**STATED PROBLEM**
The lines to extract begin at the one containing "(5 points) Identify the arched" and run to the end of the listing; set them down exactly and alone.

**ROWS**
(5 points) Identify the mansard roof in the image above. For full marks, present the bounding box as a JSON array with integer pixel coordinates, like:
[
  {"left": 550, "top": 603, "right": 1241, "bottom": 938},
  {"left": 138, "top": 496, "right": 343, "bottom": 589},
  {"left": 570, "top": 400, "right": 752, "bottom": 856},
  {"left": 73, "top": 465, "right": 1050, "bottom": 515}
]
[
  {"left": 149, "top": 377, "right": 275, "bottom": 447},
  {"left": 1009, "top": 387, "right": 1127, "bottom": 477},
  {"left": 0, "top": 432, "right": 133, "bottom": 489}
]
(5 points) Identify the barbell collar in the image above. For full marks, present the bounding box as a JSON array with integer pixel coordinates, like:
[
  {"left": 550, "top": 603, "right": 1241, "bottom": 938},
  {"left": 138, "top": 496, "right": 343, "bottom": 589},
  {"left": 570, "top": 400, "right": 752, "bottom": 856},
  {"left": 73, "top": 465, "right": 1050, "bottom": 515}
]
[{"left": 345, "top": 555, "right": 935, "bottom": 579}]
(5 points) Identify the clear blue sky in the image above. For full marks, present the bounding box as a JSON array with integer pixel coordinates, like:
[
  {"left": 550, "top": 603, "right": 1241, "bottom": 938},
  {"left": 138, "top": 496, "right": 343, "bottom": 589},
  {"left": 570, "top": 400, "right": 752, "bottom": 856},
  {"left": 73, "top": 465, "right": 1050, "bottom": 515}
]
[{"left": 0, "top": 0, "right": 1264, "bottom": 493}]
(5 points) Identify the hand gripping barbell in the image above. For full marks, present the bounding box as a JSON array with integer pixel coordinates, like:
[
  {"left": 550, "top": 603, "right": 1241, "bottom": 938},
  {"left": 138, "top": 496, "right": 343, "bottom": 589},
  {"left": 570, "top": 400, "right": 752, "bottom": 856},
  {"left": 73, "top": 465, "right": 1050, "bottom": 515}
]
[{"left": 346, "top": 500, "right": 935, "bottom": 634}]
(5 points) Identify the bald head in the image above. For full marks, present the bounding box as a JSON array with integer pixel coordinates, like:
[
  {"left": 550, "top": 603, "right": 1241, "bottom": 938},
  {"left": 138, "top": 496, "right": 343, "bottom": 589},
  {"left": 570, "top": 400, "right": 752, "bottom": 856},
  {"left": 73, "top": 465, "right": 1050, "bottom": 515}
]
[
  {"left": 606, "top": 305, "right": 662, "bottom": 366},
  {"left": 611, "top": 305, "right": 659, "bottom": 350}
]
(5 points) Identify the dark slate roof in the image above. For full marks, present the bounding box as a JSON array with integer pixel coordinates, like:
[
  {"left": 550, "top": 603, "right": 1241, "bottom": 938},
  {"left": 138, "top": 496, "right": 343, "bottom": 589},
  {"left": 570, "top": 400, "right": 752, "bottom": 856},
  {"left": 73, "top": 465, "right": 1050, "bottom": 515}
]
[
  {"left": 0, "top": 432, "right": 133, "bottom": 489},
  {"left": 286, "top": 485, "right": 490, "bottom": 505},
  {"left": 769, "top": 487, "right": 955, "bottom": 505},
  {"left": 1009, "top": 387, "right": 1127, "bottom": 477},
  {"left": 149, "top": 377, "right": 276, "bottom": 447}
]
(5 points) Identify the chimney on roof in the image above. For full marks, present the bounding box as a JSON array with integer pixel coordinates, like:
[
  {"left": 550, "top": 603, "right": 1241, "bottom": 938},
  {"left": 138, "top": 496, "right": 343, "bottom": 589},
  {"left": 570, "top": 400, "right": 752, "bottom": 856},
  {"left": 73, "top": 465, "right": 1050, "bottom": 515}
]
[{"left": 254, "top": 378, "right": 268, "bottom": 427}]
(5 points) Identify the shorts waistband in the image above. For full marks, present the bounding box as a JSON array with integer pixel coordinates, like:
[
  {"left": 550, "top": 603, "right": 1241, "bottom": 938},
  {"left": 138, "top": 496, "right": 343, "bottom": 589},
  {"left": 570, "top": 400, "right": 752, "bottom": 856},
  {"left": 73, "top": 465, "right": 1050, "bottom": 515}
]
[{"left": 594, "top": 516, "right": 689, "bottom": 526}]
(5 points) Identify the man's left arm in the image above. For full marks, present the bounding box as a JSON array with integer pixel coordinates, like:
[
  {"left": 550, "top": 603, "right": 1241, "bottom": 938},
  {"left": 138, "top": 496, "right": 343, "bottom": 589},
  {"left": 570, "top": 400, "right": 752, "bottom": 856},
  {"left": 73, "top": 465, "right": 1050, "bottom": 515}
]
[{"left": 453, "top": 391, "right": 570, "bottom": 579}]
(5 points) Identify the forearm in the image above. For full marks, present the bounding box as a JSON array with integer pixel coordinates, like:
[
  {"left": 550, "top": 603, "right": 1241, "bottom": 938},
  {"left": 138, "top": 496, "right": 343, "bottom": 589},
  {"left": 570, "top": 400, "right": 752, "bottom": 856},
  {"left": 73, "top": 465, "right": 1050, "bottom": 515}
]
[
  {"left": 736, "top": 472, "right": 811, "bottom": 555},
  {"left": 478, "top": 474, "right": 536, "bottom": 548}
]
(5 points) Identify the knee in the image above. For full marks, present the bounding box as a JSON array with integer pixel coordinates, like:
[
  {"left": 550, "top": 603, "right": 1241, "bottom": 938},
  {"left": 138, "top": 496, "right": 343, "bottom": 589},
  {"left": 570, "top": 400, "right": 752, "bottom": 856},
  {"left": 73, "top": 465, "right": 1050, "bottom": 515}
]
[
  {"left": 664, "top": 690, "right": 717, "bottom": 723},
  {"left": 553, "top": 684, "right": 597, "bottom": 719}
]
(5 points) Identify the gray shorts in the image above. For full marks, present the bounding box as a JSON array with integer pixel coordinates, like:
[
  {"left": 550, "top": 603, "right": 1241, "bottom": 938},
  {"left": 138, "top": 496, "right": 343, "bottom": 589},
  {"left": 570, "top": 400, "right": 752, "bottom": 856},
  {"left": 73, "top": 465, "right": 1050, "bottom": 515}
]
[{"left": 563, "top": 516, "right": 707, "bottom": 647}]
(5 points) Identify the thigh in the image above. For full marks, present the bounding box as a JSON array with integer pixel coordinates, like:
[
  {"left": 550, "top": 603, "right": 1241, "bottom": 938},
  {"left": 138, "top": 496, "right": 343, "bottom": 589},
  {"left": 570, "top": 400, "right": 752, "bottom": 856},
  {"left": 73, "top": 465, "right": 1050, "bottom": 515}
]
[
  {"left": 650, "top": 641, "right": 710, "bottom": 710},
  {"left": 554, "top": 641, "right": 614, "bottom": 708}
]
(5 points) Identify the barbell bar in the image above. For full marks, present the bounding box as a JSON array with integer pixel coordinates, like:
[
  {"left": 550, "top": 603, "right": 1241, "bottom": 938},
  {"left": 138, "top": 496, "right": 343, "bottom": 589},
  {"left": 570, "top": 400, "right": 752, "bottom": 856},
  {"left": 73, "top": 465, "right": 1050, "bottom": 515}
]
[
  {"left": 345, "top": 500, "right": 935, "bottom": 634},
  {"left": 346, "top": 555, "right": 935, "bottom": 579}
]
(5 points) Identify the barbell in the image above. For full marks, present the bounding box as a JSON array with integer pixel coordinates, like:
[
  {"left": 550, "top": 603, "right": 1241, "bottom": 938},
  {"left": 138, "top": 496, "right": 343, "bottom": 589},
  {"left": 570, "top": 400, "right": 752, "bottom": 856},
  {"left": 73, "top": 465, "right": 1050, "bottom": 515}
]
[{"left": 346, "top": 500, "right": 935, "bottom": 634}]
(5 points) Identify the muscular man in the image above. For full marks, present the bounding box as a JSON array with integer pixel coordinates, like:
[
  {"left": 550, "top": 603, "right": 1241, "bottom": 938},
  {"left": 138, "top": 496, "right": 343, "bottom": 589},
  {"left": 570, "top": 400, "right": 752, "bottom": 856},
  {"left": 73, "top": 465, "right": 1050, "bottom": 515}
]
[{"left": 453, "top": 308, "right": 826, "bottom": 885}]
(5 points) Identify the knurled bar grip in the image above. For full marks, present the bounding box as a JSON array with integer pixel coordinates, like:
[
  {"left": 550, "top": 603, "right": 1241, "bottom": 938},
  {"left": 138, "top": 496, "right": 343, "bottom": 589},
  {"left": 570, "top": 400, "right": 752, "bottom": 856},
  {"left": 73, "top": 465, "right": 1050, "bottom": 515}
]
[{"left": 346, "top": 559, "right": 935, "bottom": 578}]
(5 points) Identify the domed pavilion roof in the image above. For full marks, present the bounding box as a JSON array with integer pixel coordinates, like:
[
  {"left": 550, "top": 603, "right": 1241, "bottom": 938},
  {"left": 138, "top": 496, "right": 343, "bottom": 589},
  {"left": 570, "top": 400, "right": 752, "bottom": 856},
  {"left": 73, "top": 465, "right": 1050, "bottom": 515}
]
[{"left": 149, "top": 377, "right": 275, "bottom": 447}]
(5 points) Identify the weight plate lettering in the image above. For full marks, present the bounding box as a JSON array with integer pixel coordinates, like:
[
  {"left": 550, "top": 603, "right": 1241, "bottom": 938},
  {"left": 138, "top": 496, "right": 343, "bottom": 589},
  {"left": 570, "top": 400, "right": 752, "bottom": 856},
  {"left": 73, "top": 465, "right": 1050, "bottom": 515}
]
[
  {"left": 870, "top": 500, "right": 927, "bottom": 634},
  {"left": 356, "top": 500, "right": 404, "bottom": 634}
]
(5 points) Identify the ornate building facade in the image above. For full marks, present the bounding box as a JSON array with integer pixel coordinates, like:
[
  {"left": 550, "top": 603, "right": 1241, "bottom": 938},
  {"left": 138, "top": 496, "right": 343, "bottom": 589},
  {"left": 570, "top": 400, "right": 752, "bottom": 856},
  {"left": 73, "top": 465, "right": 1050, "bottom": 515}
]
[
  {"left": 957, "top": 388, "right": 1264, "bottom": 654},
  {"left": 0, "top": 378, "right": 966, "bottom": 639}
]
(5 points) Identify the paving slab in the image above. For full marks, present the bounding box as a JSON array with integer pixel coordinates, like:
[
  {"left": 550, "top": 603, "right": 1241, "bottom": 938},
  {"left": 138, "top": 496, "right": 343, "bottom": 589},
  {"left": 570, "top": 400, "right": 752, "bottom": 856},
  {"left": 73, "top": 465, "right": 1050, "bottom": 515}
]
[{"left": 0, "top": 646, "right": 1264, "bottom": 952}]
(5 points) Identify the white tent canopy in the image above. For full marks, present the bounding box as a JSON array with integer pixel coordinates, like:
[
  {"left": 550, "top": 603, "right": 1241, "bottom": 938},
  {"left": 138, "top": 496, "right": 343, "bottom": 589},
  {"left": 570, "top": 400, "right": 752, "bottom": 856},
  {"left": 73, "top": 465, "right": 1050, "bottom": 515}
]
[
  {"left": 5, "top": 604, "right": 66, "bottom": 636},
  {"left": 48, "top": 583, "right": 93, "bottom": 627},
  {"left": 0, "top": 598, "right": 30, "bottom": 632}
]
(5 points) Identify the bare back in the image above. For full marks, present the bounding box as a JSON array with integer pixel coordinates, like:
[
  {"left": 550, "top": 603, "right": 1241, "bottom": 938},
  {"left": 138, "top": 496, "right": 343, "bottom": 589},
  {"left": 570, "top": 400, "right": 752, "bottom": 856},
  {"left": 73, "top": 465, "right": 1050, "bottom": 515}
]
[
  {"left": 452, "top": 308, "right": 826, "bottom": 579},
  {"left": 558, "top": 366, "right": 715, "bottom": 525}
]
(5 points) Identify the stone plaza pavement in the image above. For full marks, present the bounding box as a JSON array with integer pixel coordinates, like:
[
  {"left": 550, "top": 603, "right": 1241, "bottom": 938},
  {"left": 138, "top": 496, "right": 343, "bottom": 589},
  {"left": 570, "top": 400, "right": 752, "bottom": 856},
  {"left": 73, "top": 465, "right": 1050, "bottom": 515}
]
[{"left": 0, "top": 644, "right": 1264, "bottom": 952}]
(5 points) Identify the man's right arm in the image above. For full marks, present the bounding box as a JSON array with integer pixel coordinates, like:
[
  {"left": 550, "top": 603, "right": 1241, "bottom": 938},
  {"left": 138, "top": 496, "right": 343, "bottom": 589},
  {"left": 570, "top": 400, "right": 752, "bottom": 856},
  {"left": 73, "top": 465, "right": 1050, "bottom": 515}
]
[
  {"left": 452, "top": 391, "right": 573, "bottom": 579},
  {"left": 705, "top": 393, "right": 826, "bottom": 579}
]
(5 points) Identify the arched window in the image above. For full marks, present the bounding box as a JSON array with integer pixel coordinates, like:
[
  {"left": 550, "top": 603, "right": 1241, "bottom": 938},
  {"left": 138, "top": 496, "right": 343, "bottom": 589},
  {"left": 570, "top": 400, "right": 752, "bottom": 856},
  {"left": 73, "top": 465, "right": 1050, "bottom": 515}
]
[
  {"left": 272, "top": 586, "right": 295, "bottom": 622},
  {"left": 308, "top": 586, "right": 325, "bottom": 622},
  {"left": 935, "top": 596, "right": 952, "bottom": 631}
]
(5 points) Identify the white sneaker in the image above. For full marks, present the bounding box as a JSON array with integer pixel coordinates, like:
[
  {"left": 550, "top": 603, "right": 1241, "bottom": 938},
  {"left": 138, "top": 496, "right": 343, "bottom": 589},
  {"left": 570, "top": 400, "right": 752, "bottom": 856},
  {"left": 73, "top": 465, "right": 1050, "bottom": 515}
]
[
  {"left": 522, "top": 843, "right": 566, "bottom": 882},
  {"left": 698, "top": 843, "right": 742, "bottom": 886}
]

**SOLVED EXERCISE**
(5 points) Identify the arched window in the image above. For full marks, present the bounding box as a JSON array with integer pixel coordinates, like:
[
  {"left": 550, "top": 603, "right": 1241, "bottom": 938},
  {"left": 138, "top": 496, "right": 343, "bottom": 589},
  {"left": 570, "top": 400, "right": 752, "bottom": 856},
  {"left": 73, "top": 465, "right": 1050, "bottom": 515}
]
[
  {"left": 272, "top": 586, "right": 295, "bottom": 622},
  {"left": 308, "top": 586, "right": 325, "bottom": 622},
  {"left": 935, "top": 596, "right": 952, "bottom": 631}
]
(5 points) Identify the white sneaker in the image above. For full marks, present the bounding box as a JSON array with integer pixel coordinates, like:
[
  {"left": 550, "top": 603, "right": 1241, "bottom": 938},
  {"left": 138, "top": 496, "right": 343, "bottom": 589},
  {"left": 570, "top": 400, "right": 752, "bottom": 856},
  {"left": 73, "top": 465, "right": 1050, "bottom": 515}
]
[
  {"left": 522, "top": 843, "right": 566, "bottom": 882},
  {"left": 698, "top": 843, "right": 742, "bottom": 886}
]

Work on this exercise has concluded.